### SET TASK A
Using the family history text, say whether each statement agrees with it: (i) Stewart Megge Pancake was born in 1847; (ii) Carl Darling Pancake was a newspaper reporter in San Diego; (iii) Edythe married Frank Chance. Answer yes or no for each, quoting the deciding words.

### TEXT
------------------------------

In the year of 1905, William F. McVey built two beautiful victorian homes side-byside for his daughters Maude and Pansy McVey. Photographs of these homes are carried in the History of Fresno. By this time, William was the vice president of the Fresno National Bank.

Stewart Megge Pancake

The second child of Samuel and Catharine Pancake was Stewart Megge Pancake, born in 1847. He died in 1920 in San Diego, California. Stewart married Priscilla Jane Freeland, also known as Jennie, in 1876 in Illlinois. She died in 1941 in California. Stewart and Priscilla had at least two children. They were Carl Darling Pancake, born in 1878 and Edythe Lillian born in 1879. Stewart was a Civil War veteran. He was listed as active in many community organizations of McDonough County, Illinois and was a farmer, surveyor and fruit grower by occupation. Sometime after the birth of his children, he left Illinois for Utah in the company of many members of his family. He is listed in the directories of Salt Lake City, Utah as Deputy Surveyor and shares office space with his father Samuel C. Pancake and his brother-in-law, Henry Reynolds Watrous. He attested to his personal migration as follows: Warsaw, Ohio 1865 to 1871, Blandinsville, Illinois from 1871 to 1884, Salt Lake City, Utah from 1884-1886, Fresno, California from 1886 to 1909 and Glendora, California by 1910 with his death in San Diego, County in 1920. He and his sister Edith Glendora Pancake Watrous died the same year. While in California, there is at least one census where Stewart and his brother Jackson are listed together, separate from Stewart’s family in the “Citrus District”. His wife Jennie is listed with son Carl.

Carl Darling Pancake was a newspaper reporter in Los Angeles. He died without posterity in 1943. The second child of Stewart and Priscilla Pancake, Edythe, married the well-known baseball player and manager, Frank Chance. Edythe Lillian Pancake Chance died in California in 1954. Her husband Frank Chance, born in 1883, died in California in 1924. The posterity of Stewart Pancake ended with the death of these two children since neither had children of their own.

------------------------------

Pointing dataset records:
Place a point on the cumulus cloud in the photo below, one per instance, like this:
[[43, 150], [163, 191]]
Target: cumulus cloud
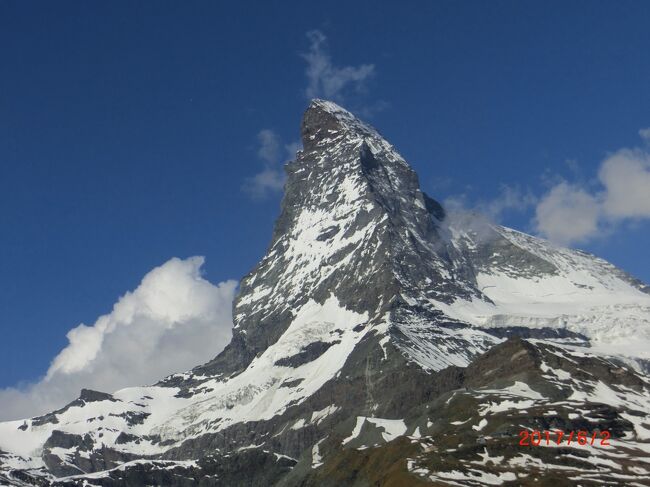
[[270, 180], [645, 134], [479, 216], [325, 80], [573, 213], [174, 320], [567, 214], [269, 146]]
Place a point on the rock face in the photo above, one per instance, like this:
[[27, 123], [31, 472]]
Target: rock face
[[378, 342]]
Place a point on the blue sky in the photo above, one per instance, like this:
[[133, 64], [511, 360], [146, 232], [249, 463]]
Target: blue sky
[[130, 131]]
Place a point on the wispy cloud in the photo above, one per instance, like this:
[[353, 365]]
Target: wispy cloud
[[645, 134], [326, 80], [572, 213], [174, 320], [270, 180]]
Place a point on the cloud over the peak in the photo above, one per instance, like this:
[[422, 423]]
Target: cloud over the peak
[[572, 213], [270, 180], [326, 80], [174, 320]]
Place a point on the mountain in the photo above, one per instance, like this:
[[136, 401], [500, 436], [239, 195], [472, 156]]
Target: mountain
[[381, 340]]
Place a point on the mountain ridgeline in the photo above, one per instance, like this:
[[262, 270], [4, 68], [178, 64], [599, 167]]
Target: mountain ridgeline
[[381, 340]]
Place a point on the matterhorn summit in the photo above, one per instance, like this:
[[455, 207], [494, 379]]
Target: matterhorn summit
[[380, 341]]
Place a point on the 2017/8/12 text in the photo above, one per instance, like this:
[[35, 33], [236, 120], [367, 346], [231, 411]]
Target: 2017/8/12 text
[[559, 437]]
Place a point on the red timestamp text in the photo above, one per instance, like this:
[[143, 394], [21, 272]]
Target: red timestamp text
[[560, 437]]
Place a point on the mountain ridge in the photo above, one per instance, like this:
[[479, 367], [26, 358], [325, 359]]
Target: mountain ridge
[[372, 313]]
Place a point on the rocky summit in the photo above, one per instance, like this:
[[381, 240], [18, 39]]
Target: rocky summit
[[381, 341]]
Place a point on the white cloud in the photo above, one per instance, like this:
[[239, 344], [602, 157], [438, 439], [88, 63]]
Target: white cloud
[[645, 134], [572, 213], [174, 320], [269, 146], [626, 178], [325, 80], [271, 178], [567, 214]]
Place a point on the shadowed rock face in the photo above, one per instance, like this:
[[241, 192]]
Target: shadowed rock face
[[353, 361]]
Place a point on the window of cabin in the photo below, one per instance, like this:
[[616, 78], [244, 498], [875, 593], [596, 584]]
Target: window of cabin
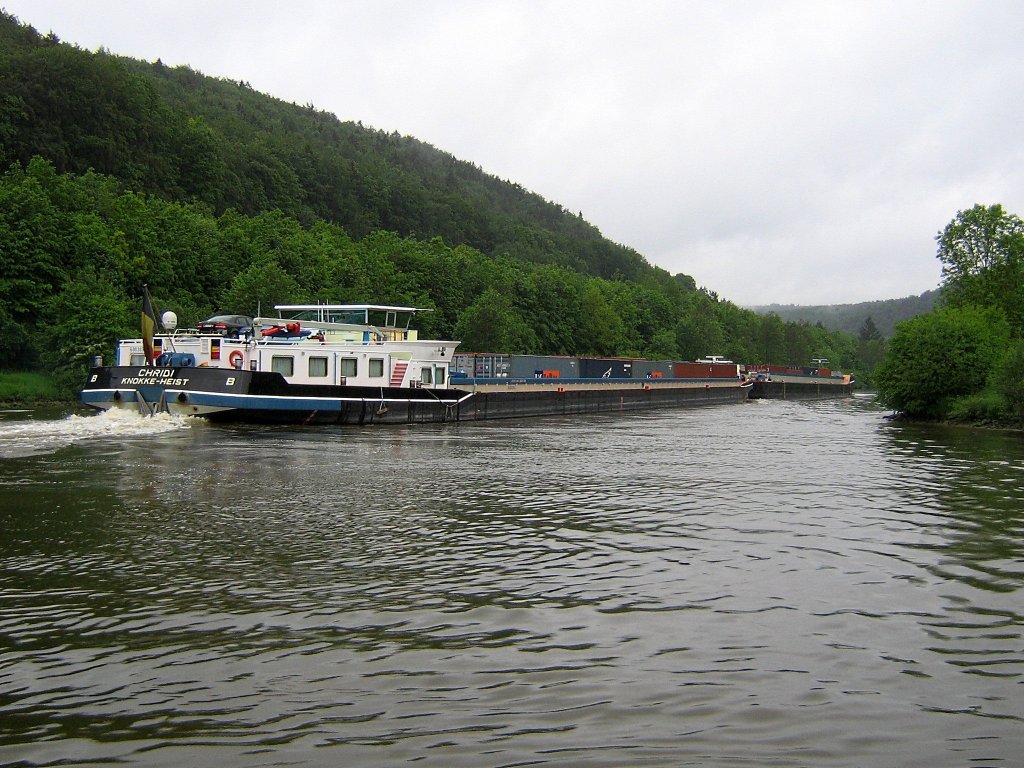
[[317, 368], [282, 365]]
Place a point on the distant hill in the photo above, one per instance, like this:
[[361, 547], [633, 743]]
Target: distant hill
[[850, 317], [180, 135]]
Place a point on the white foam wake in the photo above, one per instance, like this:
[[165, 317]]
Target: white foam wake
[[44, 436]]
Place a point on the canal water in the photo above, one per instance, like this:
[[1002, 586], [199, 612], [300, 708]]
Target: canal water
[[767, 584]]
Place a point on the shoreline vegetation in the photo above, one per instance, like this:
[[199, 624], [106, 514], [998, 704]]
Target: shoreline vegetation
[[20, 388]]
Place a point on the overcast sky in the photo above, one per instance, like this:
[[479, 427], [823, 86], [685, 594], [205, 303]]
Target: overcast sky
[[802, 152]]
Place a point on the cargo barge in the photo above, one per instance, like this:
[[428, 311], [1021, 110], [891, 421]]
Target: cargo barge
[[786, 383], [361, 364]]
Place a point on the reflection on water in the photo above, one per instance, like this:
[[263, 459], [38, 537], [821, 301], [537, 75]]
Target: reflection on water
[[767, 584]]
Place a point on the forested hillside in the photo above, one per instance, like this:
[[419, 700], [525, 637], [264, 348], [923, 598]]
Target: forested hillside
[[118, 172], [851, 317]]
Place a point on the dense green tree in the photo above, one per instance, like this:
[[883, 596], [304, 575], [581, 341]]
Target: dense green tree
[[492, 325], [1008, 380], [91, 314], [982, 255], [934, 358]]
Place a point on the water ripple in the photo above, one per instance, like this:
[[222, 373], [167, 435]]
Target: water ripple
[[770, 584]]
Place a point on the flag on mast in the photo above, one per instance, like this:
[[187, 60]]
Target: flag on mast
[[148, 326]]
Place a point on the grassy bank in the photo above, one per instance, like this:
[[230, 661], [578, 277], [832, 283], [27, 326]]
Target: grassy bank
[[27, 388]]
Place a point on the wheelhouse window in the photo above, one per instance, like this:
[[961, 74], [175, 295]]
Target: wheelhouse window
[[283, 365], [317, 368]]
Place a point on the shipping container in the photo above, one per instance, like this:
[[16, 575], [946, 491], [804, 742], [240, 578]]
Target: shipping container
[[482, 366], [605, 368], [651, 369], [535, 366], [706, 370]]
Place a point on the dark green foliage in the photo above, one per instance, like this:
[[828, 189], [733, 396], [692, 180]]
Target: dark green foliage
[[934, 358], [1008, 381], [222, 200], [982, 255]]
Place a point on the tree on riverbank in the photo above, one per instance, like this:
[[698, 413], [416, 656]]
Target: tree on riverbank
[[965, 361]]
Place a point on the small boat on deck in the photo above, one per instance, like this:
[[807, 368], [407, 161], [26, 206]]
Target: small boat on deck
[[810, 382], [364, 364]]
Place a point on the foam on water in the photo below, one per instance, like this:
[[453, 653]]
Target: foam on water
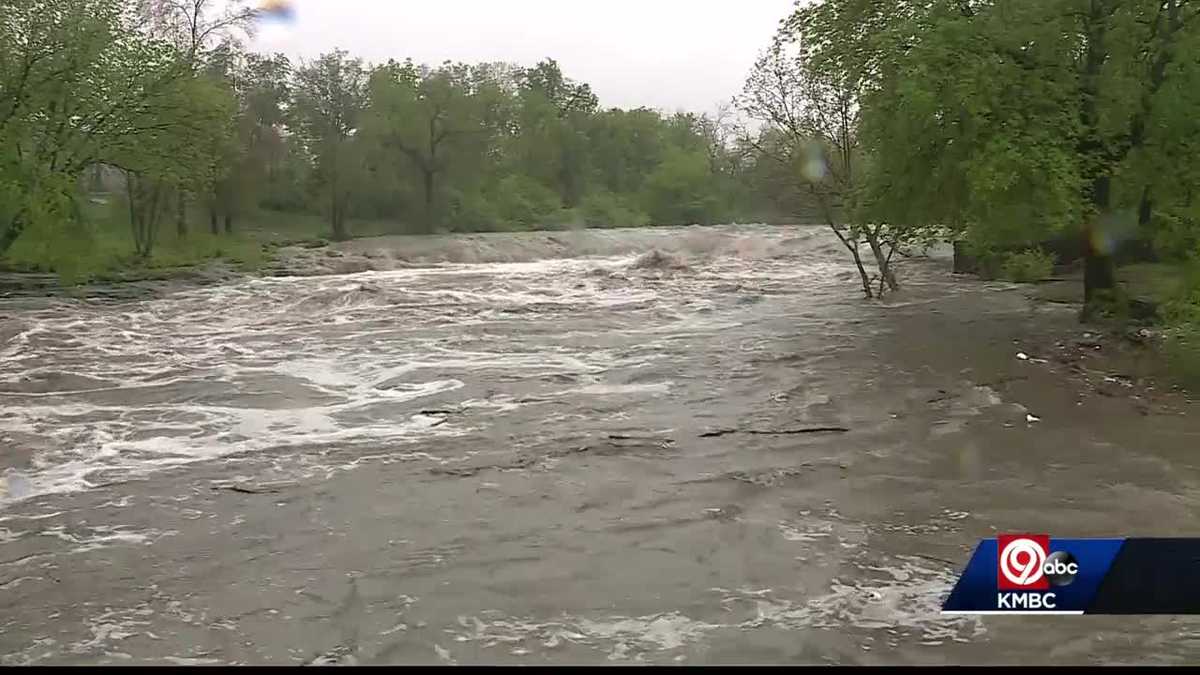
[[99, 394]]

------------------------------

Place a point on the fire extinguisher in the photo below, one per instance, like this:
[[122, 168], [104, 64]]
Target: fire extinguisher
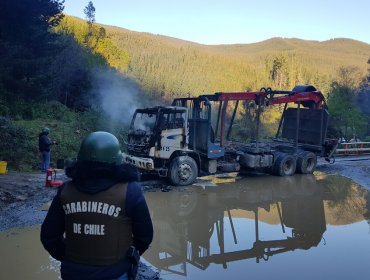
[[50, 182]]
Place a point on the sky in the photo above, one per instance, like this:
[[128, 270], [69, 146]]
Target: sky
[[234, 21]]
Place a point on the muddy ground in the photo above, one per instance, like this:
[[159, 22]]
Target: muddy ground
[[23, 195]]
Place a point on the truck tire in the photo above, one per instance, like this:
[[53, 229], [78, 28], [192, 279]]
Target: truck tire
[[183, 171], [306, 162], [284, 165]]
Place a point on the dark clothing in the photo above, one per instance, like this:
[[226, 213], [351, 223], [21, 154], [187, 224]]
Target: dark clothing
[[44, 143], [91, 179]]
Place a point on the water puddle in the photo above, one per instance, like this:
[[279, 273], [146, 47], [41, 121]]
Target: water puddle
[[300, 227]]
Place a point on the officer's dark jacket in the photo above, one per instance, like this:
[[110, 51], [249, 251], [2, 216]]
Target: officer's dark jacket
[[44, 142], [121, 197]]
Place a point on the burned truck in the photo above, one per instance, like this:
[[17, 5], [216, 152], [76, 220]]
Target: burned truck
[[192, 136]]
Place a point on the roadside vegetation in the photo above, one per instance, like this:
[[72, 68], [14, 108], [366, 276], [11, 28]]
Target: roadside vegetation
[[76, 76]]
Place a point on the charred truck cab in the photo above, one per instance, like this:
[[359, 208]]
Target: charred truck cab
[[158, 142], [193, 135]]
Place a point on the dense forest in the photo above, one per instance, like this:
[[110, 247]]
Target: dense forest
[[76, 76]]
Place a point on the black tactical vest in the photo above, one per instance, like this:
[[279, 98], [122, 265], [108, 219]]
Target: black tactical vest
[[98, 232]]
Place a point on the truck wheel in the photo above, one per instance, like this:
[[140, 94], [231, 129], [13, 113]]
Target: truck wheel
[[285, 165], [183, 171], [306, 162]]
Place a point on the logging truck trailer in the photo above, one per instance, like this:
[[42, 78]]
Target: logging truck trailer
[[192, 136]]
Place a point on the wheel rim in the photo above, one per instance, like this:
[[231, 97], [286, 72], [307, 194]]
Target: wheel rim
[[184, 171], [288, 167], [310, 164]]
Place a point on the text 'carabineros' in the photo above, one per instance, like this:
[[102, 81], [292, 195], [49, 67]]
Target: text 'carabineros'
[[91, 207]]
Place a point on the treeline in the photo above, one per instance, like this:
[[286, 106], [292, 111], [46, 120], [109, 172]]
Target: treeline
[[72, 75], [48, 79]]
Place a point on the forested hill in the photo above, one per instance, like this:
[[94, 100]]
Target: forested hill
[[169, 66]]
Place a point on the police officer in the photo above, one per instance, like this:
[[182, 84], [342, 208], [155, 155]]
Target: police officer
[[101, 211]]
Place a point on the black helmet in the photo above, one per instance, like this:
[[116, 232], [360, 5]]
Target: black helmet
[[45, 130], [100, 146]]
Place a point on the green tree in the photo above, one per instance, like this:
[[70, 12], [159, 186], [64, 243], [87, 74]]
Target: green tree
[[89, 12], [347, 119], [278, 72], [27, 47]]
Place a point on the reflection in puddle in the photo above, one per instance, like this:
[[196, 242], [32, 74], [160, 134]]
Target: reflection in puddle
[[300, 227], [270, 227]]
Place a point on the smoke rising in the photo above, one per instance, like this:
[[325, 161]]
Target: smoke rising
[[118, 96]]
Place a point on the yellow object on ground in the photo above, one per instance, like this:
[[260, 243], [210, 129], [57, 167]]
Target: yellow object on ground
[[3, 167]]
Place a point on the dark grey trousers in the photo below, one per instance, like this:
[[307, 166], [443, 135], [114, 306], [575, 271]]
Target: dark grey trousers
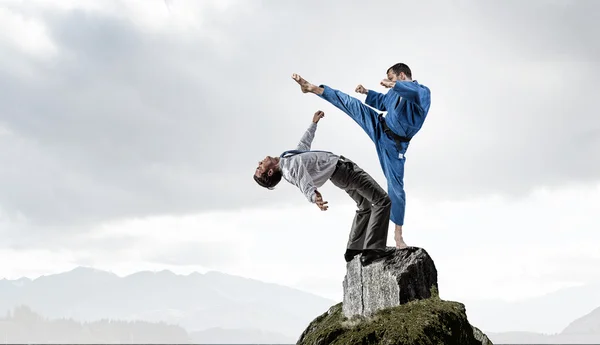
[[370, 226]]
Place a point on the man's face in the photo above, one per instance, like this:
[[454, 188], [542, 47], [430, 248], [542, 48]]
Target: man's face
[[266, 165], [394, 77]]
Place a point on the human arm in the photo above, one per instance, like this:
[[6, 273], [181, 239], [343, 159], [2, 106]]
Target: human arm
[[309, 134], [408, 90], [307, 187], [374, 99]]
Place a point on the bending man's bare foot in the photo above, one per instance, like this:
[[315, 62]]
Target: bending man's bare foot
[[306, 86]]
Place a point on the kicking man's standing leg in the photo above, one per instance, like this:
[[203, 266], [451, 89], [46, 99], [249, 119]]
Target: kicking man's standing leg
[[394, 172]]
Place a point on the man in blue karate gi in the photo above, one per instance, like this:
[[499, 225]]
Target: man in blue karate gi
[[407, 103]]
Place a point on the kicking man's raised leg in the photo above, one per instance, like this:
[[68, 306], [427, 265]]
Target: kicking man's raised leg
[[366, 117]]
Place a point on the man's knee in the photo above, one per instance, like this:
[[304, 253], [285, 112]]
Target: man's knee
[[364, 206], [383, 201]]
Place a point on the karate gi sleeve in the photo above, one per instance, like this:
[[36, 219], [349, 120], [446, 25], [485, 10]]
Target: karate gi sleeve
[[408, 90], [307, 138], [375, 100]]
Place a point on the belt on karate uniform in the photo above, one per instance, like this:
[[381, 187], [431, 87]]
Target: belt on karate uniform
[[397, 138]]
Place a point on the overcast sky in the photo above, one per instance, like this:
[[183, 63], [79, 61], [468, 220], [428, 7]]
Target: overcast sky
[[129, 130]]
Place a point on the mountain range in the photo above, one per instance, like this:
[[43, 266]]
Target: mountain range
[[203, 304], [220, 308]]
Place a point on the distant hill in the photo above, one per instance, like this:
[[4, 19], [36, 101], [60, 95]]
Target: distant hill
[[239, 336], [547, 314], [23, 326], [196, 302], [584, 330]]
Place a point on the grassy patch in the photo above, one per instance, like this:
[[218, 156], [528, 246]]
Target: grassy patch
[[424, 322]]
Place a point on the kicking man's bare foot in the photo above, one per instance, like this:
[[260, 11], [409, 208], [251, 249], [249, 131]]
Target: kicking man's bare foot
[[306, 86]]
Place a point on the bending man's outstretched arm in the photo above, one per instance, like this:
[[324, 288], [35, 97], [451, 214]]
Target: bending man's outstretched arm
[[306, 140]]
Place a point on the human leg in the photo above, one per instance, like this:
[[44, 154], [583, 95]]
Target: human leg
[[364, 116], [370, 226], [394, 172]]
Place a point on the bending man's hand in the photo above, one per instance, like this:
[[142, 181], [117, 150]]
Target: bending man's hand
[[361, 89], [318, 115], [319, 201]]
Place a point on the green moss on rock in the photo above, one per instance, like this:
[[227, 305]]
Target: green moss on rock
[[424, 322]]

------------------------------

### SET TASK B
In the records, switch "overcast sky" to "cloudy sky" in the lines from the one with "Place a point on the belt" up to and including the one with "[[203, 304], [220, 308]]". Give only those lines, with nothing else changed.

### FULL OUTPUT A
(i) Yes: "was Stewart Megge Pancake, born in 1847"
(ii) No: "Carl Darling Pancake was a newspaper reporter in Los Angeles."
(iii) Yes: "Edythe, married the well-known baseball player and manager, Frank Chance"

### FULL OUTPUT B
Place a point on the belt on karate uniform in the photo above, one per instance, like this:
[[381, 187], [431, 87]]
Target: belt on karate uniform
[[397, 138]]
Place a point on the cloudy sky in the photo above, one per instance, like this:
[[183, 63], [79, 61], [468, 220], [428, 7]]
Target: cloudy sky
[[129, 130]]
Place a point on the mountain range in the photo above, one per instance, like this:
[[43, 266]]
Target: mountain range
[[203, 304], [220, 308]]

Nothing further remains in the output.